### What is needed
Pick out every line of the entries below that contains the string "blanket", matching case exactly.

╭─ Listing

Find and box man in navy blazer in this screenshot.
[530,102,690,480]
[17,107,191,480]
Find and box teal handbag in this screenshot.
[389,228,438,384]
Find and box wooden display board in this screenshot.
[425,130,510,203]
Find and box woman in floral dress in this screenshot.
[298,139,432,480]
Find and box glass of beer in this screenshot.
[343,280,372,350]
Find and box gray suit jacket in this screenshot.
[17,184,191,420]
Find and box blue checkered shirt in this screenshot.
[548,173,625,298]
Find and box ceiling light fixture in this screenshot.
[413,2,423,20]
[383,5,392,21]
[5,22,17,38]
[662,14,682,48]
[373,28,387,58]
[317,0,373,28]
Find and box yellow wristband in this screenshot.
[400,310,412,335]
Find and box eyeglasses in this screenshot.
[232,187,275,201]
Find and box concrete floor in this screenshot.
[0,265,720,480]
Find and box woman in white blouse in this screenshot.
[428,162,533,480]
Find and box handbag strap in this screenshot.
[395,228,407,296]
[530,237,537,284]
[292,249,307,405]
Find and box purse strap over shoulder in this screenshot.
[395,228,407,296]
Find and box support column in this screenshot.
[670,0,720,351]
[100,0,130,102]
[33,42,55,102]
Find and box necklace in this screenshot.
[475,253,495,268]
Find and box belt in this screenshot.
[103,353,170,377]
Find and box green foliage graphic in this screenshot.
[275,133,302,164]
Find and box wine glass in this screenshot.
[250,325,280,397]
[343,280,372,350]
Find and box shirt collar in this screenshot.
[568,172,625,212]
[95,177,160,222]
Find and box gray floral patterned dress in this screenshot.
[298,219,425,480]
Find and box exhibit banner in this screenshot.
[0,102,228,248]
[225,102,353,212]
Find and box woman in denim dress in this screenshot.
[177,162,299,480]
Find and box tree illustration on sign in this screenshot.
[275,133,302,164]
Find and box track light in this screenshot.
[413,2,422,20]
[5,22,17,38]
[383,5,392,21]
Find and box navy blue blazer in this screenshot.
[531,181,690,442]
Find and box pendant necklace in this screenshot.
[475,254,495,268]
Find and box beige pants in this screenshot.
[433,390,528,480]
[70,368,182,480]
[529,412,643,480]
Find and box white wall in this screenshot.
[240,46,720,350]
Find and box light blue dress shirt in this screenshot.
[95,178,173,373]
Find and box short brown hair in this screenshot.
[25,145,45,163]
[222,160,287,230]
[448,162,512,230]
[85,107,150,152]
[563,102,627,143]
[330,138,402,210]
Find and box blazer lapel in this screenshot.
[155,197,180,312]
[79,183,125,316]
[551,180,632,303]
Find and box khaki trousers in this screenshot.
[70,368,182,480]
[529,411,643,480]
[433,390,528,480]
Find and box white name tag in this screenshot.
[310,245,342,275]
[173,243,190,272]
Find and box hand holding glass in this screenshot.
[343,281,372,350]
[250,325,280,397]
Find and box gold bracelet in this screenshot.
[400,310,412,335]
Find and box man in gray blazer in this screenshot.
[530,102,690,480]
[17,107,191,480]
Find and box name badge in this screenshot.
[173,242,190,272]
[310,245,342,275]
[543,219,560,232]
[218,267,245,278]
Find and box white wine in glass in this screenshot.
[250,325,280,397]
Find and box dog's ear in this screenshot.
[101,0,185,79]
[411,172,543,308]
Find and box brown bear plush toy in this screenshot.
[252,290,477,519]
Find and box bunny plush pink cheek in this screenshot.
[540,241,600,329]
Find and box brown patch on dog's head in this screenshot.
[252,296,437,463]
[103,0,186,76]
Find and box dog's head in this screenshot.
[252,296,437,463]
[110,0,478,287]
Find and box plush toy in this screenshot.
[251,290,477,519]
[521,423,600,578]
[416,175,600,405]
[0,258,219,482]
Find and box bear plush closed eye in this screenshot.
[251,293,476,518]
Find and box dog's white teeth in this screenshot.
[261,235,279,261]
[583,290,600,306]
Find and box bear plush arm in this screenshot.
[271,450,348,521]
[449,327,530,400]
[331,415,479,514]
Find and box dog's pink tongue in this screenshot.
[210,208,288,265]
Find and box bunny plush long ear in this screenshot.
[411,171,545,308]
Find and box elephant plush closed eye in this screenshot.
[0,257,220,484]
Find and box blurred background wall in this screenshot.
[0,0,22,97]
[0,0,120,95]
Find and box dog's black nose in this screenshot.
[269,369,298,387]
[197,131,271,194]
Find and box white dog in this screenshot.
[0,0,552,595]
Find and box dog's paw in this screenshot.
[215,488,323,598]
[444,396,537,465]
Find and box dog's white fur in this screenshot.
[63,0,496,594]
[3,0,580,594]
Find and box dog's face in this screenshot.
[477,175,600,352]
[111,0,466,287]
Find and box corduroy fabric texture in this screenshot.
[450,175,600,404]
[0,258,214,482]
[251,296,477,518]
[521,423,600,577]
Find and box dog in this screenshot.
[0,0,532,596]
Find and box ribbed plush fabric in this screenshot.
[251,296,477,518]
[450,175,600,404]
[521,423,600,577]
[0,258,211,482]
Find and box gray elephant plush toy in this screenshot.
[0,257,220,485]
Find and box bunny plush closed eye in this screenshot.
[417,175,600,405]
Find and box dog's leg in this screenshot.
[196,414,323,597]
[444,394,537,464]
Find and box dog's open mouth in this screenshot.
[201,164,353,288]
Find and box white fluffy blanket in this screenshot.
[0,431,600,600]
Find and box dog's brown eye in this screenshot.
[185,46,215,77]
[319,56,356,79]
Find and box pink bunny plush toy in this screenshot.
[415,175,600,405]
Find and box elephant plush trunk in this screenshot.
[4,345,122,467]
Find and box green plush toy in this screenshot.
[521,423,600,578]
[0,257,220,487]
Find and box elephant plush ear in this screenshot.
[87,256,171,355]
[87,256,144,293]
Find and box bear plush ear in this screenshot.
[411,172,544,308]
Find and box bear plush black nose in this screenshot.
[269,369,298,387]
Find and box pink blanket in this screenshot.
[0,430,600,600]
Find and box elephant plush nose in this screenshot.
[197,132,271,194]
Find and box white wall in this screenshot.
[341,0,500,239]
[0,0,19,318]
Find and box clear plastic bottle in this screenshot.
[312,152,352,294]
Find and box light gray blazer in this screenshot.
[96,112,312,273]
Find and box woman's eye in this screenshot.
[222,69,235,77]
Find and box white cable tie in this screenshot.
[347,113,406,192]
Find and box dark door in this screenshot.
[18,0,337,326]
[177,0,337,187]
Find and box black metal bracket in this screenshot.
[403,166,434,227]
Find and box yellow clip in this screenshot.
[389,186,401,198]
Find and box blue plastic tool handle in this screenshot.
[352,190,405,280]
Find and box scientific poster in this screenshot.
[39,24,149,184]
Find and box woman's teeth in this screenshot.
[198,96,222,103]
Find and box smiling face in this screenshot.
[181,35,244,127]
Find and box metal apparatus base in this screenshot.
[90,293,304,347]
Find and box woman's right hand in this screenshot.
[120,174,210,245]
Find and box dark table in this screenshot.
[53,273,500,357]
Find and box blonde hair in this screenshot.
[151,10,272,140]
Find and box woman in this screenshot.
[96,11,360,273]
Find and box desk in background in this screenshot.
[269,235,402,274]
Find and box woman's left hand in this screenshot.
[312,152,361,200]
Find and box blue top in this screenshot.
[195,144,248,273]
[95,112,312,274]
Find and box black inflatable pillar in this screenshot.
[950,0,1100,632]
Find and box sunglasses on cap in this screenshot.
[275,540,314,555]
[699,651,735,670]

╰─

### Task solution
Find and box white fluffy blanket in this screenshot.
Find and box pink blanket in this screenshot.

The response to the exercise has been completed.